▶ TO DO
Please show every line in the entries below that includes the word "Your".
══════════
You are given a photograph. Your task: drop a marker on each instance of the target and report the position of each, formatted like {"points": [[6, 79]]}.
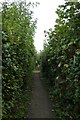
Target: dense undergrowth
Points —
{"points": [[60, 62], [18, 54]]}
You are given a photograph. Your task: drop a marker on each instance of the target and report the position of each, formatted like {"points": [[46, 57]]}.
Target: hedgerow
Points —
{"points": [[18, 53], [61, 62]]}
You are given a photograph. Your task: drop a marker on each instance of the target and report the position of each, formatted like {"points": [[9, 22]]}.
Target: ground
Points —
{"points": [[40, 104]]}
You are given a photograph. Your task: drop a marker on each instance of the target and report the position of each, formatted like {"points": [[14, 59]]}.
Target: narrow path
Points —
{"points": [[40, 104]]}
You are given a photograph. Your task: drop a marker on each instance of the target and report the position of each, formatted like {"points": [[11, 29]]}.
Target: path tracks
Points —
{"points": [[40, 104]]}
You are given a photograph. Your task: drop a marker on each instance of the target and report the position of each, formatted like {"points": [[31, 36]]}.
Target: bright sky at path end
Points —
{"points": [[45, 13]]}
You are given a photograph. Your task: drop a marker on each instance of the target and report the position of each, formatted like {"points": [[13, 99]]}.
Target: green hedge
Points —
{"points": [[18, 53], [61, 62]]}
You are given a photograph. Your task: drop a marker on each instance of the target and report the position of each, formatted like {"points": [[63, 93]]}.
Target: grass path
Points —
{"points": [[40, 104]]}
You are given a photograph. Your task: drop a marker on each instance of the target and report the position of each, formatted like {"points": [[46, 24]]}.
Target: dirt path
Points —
{"points": [[40, 104]]}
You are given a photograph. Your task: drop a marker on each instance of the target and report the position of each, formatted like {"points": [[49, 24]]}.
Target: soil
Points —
══════════
▶ EXERCISE OUTPUT
You are given a photograph. Your task: drop a marker on each instance of the target and report the position of each, formatted like {"points": [[6, 79]]}.
You are given a photograph. Your task: drop a marker on each instance of the target and report the position of each, formatted like {"points": [[46, 57]]}.
You are given a photograph. Your task: drop a marker on each instance of the target and report the position of each, formatted like {"points": [[9, 22]]}.
You are given a photograph. Your task: drop a marker on each instance of the target and report the position of each, formatted like {"points": [[14, 59]]}.
You are given a photograph. Your task: drop a marker on each instance of the target and report the position of each, formatted like {"points": [[11, 29]]}.
You are given a photograph. Your task: drop a marker on each instance of the target and report the position of each, formatted like {"points": [[31, 36]]}.
You are given a photograph. Your task: drop a marker on each instance of the target and report the position of each, formatted like {"points": [[13, 99]]}.
You are given a photograph. Your task: drop a marker on each instance of the target and report the position of each, formatted like {"points": [[63, 93]]}.
You are given a photograph. Your task: drop a marker on each instance of the target and report the position of each, formatted like {"points": [[46, 24]]}.
You are given a photograph. Your task: drop a marker on each instance of the target and report the position of each, formatted like {"points": [[49, 24]]}.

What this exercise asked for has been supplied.